- **Supplied information**
┄┄┄┄┄┄┄┄┄┄

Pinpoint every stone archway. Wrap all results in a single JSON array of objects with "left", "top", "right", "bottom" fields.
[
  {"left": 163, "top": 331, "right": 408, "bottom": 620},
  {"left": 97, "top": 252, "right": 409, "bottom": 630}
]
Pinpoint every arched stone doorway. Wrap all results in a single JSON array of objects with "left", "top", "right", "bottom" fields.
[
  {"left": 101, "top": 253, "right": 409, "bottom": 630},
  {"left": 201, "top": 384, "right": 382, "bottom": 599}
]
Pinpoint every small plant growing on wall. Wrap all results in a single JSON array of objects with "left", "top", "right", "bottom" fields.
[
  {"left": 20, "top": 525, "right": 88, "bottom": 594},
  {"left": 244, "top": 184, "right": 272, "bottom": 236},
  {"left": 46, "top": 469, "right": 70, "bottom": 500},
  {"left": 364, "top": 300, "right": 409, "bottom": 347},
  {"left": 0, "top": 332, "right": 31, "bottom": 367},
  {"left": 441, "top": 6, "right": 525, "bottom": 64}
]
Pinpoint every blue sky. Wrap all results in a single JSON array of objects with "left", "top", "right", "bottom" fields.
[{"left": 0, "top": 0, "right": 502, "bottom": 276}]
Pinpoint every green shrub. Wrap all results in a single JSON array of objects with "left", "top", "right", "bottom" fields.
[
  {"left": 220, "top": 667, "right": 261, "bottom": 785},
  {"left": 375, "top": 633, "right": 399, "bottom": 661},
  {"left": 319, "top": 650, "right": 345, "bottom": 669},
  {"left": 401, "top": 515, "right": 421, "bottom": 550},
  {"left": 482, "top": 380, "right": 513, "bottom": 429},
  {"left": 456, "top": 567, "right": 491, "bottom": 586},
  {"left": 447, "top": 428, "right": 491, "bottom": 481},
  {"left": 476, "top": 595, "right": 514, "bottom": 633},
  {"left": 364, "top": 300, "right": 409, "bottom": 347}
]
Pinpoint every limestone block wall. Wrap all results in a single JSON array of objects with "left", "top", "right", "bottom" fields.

┄┄┄┄┄┄┄┄┄┄

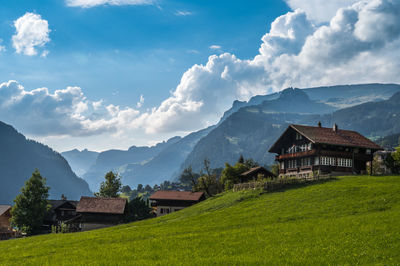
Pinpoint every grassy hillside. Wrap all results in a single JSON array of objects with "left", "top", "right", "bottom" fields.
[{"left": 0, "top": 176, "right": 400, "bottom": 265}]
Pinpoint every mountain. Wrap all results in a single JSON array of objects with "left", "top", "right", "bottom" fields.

┄┄┄┄┄┄┄┄┄┄

- **Description of the task**
Collect every line of the material above that contains the string "wall", treating uppercase and lowercase as different.

- **Finished task**
Pinpoint every small plant growing on wall. Wrap all results in a single JSON array of objects with "left", "top", "right", "bottom" fields.
Pinpoint every limestone block wall. Wrap all results in a single JSON array of objects with "left", "top", "right", "bottom" fields.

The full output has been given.